RECORD EXTRACTS:

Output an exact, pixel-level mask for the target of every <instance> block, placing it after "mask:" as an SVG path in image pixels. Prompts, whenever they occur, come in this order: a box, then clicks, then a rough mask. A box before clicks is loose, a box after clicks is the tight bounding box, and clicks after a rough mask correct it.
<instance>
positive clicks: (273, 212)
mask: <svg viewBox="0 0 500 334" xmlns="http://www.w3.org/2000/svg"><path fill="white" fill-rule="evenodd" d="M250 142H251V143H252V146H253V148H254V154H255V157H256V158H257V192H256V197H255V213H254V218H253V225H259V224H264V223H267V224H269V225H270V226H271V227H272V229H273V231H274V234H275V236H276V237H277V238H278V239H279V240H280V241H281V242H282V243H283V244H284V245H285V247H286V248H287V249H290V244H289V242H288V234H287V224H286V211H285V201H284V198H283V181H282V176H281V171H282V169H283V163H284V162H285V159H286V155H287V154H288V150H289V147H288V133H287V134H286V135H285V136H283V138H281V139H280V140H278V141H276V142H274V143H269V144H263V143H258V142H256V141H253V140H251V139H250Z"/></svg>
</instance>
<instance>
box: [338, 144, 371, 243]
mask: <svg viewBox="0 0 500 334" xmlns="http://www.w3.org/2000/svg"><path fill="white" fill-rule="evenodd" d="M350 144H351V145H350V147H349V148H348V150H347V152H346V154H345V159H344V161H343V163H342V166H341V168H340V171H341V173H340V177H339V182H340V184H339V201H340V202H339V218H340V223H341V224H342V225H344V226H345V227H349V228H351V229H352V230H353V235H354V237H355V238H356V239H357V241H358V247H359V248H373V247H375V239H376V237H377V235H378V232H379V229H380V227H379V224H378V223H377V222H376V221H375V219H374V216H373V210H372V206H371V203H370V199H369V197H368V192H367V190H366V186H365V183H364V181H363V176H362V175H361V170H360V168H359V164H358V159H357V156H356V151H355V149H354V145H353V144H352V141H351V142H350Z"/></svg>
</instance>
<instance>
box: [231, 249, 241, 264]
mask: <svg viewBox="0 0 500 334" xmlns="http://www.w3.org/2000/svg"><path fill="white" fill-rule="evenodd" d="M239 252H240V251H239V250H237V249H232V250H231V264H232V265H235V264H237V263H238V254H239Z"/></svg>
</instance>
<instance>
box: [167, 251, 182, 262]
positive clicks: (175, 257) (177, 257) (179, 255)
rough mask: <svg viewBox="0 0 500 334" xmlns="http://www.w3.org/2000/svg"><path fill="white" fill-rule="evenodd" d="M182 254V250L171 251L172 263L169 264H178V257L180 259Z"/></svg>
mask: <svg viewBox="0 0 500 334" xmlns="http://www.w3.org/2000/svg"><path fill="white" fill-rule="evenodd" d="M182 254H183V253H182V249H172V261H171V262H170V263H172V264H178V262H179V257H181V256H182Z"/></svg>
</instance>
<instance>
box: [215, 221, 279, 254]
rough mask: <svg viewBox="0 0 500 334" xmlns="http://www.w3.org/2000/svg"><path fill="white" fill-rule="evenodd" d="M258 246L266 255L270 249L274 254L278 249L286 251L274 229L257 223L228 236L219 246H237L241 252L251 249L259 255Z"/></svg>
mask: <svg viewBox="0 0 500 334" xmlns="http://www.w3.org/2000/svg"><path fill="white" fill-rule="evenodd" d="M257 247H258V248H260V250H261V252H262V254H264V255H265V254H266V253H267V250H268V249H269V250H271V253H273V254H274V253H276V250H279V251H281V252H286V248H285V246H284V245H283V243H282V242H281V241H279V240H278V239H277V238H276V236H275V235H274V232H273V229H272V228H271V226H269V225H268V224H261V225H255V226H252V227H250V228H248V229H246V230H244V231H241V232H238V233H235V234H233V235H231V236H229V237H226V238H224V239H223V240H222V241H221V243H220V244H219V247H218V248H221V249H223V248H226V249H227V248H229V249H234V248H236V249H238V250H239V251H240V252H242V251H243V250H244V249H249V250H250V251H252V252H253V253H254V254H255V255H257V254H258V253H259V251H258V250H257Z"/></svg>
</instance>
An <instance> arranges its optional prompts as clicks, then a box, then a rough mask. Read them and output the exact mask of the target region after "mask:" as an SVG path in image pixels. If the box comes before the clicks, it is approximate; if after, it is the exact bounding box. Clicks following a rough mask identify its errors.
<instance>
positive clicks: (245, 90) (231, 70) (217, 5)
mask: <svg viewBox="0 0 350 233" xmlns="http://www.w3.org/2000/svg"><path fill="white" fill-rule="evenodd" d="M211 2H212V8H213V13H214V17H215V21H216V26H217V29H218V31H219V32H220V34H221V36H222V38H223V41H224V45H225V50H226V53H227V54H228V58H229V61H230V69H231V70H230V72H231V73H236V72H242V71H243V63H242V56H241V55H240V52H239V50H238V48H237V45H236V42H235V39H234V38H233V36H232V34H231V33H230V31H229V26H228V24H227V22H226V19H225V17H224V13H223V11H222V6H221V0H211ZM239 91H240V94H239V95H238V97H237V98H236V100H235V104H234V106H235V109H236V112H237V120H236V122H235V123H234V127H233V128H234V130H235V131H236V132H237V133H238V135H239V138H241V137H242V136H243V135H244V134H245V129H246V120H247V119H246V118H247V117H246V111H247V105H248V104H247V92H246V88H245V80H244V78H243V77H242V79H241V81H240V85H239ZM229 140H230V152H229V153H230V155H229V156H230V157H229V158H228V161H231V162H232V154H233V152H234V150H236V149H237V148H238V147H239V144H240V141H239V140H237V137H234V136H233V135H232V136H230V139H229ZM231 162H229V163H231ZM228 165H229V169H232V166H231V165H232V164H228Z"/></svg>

WHAT YOU NEED TO DO: Gather every line of the material above that contains the word "pixels", and copy each one in full.

SOLUTION TO THE EXERCISE:
Output an exact, pixel-level mask for the target of every <instance> block, placing it after "mask:" as an SVG path in image pixels. Prompts, whenever they occur, come in this order: a box, then clicks, then a rough mask. A box before clicks is loose, a box after clicks is the tight bounding box, and clicks after a rough mask correct it.
An <instance> arranges its optional prompts as clicks, then a box, then a rough mask. Read them and output the exact mask of the target region after "mask:" as an SVG path in image pixels. If the box comes before the clicks, it is approximate; if after, it is the exact bounding box. Clicks following a rough mask identify its errors.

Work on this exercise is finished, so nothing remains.